*Passage shown*
========================

MLM Summary

MLM Summary

We have shown that PowerType Absorbance (PTA) is a powerful mechanism to significanty reduce conceptual models. The use of Partitioning Classes (PC) has the same effect. Layer mistakes, as they are pre-programmed with other more complex MLM approaches, are simply unlikely to appear with our approach, since all classes are lying in the Schema Layer (SL) and all IIs are represented on the Particulars Layer (PL).

With the notations introduced it is possible to have UML-like graph visualizations. Compared to UML, our advantage is that information of the SL and IL can be represented in the same diagram. UML normally requires two different diagrams for that, where a class from a class diagram cannot be connected to the IIs of the object diagram.

Leanness and Performance: For those who have to handle ontologies on a very large scale, such as goods, species, diseases, medicines, etc., storage and performance requirements are an important issue. If one wants to maintain an ontology of several million species, traditionally a meta class is required for each species to store the number of individuals, and for each of the several million classes, the OP instance to connect the class and its meta class must also be stored. Within our approach, the additional metaclasses and OP instances can be saved. Since the information about the number of individuals (.^Individuals) is stored in the same class instance, we can access it with a single query without using the OP ◊Instance. This generally results in a significant reduction of memory space and better performance for queries. This has been extensively used in practice for handling 100 millions of triples, even under realtime requirements in the domain of Natural Language Generation (NLG) for the generation of stock reports and weather reports [Bens2017]. Under interoperability aspects, experience has shown that an arbitrary number of ontologies from different website could be accessed at the same time, with scalable performance in cloud environments.

========================

*Photo-based referring expression data*
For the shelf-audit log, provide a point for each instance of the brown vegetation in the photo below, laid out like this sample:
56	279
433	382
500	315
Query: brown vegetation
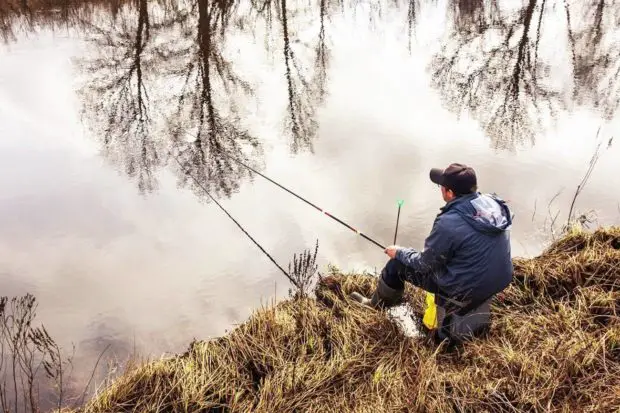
554	346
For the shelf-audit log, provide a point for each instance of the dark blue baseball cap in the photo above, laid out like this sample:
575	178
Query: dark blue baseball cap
459	178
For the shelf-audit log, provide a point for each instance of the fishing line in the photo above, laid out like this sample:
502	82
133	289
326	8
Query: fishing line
235	221
305	200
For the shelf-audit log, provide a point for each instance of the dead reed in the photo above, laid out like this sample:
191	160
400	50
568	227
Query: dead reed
554	346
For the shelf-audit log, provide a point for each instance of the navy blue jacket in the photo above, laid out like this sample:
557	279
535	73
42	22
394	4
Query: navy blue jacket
468	250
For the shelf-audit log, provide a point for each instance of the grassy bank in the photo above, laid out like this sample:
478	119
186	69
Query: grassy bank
554	346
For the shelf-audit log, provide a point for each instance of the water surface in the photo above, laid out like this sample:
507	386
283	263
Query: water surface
109	112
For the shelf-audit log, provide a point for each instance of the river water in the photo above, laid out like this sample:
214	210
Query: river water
99	222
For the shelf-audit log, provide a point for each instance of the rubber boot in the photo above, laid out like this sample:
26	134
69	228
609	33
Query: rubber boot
384	296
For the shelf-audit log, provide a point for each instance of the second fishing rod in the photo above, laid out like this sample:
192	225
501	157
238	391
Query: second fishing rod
310	203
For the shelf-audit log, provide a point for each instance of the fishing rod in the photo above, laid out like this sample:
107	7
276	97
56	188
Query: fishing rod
400	203
291	279
306	201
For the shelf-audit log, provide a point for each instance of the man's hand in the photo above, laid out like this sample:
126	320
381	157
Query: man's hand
391	251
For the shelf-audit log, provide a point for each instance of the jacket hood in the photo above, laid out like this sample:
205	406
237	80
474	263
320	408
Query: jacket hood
484	212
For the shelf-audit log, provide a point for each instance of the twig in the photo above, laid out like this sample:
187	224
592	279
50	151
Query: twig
586	177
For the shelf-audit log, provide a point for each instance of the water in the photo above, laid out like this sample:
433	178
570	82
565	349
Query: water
121	249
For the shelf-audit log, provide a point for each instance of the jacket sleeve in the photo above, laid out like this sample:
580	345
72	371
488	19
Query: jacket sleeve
438	248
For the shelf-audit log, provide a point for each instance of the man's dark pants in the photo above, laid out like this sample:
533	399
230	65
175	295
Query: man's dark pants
396	273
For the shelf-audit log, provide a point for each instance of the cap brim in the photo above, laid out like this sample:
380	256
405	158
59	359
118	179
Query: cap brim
436	176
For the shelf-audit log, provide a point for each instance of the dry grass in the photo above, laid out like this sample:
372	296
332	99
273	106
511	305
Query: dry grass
554	346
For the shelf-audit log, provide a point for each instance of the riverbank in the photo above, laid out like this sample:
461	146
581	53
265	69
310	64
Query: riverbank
554	346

========================

*Tasks*
1. Check each statement against the MLM summary: (a) UML allows a class from a class diagram to be connected to the IIs of an object diagram; (b) in the approach described, all classes lie in the Schema Layer; (c) the approach has been used to generate stock reports and weather reports. For each one, answer yes or no and quote the words of the MLM summary that decide it.
2. Carry on the MLM summary, starting after its last sentence.
These rows come from a separate source and have no connection to the MLM summary.

*Task-by-task answers*
1.
(a) No: "a class from a class diagram cannot be connected to the IIs of the object diagram"
(b) Yes: "all classes are lying in the Schema Layer (SL)"
(c) Yes: "for the generation of stock reports and weather reports"

2.
In this section we have proposed a Data Property (DP)-centric approach to MLM. Data Properties have been generalized into the three-faceted properties PDP, TDP and CDP. We have shown that this approach makes ontologies less redundant, more transparent, and easier to understand and to edit. The approach eleminates the need to use PowerType Absorbance (PTA) and modeling patterns like materialization [PiZi1994], and subsumes the aspect of Dual Facet Behaviors (2FB) of classes/instances. The validity of a conceptual model can easily be checked by the syntactic names of KEs. Of course, it is the responsibility of the modeler to choose proper names that reflect the intended semantics. We think that our modeling guidelines and naming guidelines are easy to learn. Applying the simple transformation rules and guidelines, it is even possible to automatically transform models from our notation to models designed with traditional methods, and vice versa. By applying the methods and guidelines proposed, modelers obtain significantly reduced ontologies, preserving semantics.